▸ **TASK TO CARRY OUT**: Starting at the line that contains "the white car", transcribe every remaining line of the entries exactly, including the last one.

▸ **EXTRACTED ENTRIES**:
## Start

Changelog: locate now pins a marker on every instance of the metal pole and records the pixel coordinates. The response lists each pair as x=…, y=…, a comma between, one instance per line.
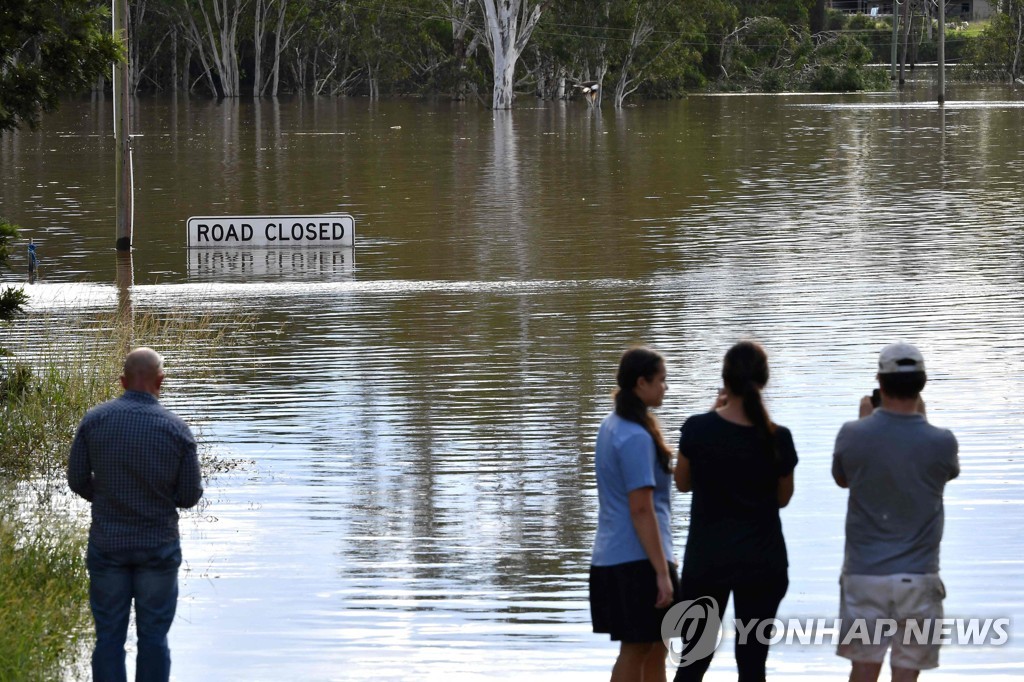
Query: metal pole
x=892, y=71
x=122, y=134
x=942, y=51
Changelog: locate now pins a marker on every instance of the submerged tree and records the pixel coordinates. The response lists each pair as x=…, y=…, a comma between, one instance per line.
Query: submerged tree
x=49, y=49
x=508, y=27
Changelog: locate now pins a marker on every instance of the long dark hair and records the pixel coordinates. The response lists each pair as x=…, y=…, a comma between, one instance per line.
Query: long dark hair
x=638, y=363
x=745, y=373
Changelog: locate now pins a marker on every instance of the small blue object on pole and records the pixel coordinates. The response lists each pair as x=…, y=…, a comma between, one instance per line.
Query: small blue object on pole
x=33, y=259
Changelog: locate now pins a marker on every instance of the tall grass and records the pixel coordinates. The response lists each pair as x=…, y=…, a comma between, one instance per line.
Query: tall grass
x=43, y=596
x=44, y=615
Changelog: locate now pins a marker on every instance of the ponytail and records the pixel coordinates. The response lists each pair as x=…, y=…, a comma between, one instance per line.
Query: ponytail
x=745, y=373
x=637, y=363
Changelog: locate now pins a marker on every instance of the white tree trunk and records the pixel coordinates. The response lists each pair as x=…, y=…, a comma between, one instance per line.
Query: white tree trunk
x=509, y=25
x=221, y=35
x=260, y=9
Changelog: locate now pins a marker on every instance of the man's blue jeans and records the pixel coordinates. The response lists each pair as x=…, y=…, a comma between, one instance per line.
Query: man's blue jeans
x=148, y=577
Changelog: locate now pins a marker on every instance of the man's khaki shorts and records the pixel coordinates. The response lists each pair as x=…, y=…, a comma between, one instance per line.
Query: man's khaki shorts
x=888, y=607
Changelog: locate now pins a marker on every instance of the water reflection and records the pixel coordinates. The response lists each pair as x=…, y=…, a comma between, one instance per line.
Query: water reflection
x=423, y=501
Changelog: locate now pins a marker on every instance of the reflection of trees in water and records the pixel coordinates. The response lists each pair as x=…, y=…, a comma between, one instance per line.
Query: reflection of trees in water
x=470, y=453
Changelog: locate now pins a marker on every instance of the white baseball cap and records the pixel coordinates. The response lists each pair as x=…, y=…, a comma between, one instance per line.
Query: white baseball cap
x=899, y=357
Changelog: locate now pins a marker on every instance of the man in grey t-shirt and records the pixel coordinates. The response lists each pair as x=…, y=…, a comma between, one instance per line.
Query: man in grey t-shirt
x=896, y=466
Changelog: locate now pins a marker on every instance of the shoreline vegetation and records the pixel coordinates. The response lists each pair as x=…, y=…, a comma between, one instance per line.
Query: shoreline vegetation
x=45, y=625
x=642, y=49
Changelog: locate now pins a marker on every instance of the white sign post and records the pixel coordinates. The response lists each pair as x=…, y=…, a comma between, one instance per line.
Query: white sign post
x=271, y=230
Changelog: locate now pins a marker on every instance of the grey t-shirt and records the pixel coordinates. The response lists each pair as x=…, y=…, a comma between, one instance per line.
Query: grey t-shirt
x=896, y=466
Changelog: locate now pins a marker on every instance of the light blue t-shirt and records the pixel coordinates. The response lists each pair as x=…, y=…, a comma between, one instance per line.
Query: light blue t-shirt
x=626, y=461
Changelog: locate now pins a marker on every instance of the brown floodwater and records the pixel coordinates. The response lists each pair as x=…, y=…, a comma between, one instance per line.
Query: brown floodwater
x=421, y=410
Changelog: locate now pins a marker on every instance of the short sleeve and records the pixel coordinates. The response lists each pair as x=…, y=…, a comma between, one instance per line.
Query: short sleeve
x=786, y=452
x=686, y=438
x=838, y=472
x=953, y=457
x=637, y=458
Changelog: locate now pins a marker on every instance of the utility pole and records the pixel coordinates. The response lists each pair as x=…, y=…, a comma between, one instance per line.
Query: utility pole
x=892, y=71
x=122, y=134
x=942, y=51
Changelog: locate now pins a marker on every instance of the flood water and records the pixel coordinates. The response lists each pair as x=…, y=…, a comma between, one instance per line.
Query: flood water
x=420, y=411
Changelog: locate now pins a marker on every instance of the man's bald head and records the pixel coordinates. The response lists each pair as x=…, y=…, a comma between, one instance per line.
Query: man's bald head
x=143, y=371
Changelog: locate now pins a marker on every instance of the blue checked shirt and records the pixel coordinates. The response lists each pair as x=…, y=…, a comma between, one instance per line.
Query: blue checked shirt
x=135, y=461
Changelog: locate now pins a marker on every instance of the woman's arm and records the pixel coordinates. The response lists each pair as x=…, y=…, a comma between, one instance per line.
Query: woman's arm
x=682, y=474
x=642, y=513
x=784, y=489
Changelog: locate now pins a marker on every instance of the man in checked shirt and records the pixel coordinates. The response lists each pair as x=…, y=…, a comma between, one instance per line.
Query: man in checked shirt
x=135, y=461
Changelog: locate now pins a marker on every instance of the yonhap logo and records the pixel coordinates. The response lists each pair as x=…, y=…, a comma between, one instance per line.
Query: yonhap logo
x=697, y=624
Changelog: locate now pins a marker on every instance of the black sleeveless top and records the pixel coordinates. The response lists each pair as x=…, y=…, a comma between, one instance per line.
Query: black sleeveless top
x=735, y=534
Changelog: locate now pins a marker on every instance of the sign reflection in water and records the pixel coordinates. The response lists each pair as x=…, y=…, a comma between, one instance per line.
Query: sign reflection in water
x=423, y=502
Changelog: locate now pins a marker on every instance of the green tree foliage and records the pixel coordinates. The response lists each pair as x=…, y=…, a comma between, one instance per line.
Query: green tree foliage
x=49, y=49
x=998, y=52
x=11, y=299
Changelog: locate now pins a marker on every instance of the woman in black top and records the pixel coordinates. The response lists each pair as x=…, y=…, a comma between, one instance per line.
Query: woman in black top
x=738, y=465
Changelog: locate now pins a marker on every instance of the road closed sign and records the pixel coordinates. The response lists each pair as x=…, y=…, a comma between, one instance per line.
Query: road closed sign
x=271, y=230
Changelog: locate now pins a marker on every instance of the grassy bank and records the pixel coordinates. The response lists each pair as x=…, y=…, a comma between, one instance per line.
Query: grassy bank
x=45, y=626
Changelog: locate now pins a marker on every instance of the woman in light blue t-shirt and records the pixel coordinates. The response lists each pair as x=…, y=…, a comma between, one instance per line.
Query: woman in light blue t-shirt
x=632, y=580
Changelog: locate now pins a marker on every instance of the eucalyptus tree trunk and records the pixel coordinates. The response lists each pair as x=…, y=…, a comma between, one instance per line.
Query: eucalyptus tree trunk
x=508, y=26
x=643, y=29
x=260, y=10
x=1016, y=68
x=906, y=38
x=219, y=34
x=283, y=34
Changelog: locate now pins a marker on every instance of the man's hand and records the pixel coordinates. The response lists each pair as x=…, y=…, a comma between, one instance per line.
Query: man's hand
x=865, y=407
x=665, y=593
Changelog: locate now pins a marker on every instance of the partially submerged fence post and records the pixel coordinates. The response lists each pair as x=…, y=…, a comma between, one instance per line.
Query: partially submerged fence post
x=122, y=134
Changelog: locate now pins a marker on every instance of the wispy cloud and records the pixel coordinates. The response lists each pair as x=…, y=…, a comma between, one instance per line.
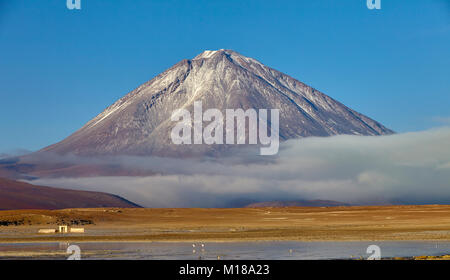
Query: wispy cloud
x=402, y=168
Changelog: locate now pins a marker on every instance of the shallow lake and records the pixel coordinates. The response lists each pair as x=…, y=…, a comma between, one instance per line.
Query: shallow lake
x=225, y=250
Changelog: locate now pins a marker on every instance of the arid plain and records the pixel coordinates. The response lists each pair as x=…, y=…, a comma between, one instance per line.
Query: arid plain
x=355, y=223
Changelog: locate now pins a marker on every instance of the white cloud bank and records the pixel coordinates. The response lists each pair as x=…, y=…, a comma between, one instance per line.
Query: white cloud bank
x=402, y=168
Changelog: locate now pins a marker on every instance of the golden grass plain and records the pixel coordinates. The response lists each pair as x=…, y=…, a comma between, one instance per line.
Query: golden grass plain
x=355, y=223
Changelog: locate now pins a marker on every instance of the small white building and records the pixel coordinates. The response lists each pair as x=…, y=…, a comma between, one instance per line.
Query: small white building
x=62, y=229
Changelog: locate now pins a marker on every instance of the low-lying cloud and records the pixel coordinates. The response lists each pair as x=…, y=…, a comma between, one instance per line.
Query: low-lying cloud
x=403, y=168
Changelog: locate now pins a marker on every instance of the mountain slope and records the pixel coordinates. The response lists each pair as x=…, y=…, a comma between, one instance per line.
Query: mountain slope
x=139, y=123
x=19, y=195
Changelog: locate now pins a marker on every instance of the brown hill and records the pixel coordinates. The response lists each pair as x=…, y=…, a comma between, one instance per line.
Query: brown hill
x=19, y=195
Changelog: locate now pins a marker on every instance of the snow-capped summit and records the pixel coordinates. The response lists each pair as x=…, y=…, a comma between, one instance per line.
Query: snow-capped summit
x=139, y=123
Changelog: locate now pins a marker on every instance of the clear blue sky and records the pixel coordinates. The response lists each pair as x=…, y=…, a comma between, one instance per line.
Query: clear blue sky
x=59, y=68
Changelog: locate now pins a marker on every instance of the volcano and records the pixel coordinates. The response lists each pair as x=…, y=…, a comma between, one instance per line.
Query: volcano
x=140, y=122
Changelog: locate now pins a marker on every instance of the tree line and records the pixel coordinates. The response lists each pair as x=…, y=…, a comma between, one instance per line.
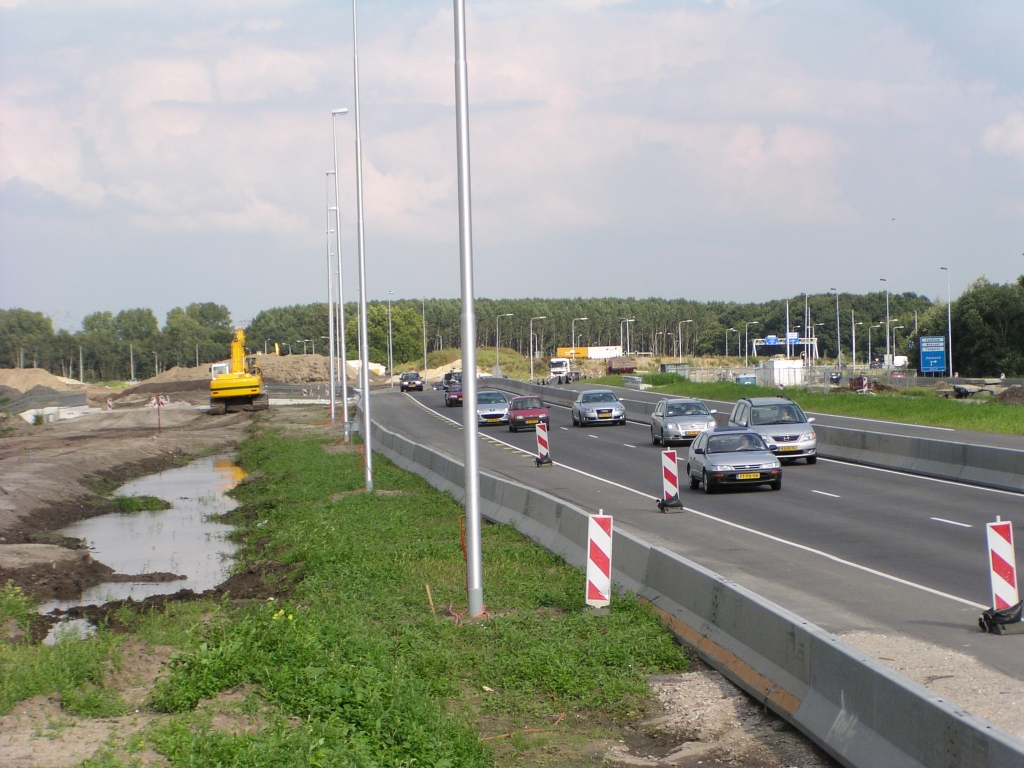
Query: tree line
x=987, y=330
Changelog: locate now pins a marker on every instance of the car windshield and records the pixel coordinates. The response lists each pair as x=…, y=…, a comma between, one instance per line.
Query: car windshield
x=786, y=413
x=727, y=443
x=686, y=409
x=525, y=402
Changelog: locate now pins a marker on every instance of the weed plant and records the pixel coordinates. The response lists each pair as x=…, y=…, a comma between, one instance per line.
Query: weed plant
x=358, y=657
x=140, y=503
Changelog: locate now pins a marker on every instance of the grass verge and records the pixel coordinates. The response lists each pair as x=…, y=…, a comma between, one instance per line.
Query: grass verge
x=356, y=668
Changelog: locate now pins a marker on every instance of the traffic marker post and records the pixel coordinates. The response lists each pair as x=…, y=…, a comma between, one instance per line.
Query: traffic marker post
x=599, y=561
x=670, y=479
x=543, y=446
x=1005, y=615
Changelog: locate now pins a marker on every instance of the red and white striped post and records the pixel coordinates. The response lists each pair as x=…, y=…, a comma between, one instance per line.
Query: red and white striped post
x=543, y=446
x=670, y=480
x=599, y=561
x=1003, y=563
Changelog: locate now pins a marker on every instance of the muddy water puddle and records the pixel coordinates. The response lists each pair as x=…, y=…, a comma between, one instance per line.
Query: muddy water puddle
x=185, y=540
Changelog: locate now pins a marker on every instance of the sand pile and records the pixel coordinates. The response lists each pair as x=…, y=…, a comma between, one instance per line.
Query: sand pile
x=24, y=379
x=1012, y=396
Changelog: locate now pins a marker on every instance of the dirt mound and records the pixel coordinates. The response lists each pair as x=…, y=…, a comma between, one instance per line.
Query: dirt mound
x=24, y=379
x=1012, y=396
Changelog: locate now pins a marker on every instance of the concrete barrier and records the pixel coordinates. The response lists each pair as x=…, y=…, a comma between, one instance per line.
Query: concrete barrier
x=861, y=712
x=979, y=465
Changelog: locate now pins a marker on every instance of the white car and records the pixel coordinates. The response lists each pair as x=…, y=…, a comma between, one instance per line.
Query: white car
x=598, y=407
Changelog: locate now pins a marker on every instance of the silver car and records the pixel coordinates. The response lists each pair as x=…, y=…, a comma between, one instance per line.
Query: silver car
x=731, y=456
x=680, y=420
x=781, y=423
x=492, y=407
x=597, y=407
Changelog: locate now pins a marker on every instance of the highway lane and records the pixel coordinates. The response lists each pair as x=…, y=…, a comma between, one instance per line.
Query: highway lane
x=902, y=540
x=847, y=422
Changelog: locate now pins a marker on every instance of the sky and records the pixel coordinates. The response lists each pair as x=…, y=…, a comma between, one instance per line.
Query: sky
x=161, y=154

## End

▸ **RESULT**:
Changelog: locate now pins a marker on every instance of the white car and records the pixel coordinates. The response lists each pair as x=…, y=…, a comma between, one instance per line.
Query: white car
x=598, y=407
Changelog: locate now pins a marker on every instance of the silver car and records the pixel coordinates. The response lists each pair as x=…, y=…, a comma between, one instance per line.
Query: silver car
x=731, y=456
x=680, y=420
x=781, y=423
x=492, y=407
x=597, y=407
Changelog: locate now pins a marker on every instance of the highway lane and records the pixel coordinates. The response lists each pair as x=…, y=…, a comma between, one instance per line.
Query: highway lane
x=902, y=540
x=847, y=422
Changelog: locate now pins a marker on every instance of the sky and records the pixel coordinates. The response lists each pair as x=…, y=…, a comma between, one instance per line.
Query: sky
x=161, y=154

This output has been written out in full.